= What the task asks =
The reply has to be a number alone, equal to how many lines in the entries below hold the string "Target".

= Given entries =
# # # # # # #

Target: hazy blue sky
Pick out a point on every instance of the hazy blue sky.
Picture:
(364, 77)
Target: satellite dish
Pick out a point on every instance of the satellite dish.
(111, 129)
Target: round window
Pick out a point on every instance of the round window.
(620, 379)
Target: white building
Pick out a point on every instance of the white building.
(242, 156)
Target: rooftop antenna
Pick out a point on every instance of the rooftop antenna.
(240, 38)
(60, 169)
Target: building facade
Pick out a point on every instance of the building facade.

# # # # # # #

= Result =
6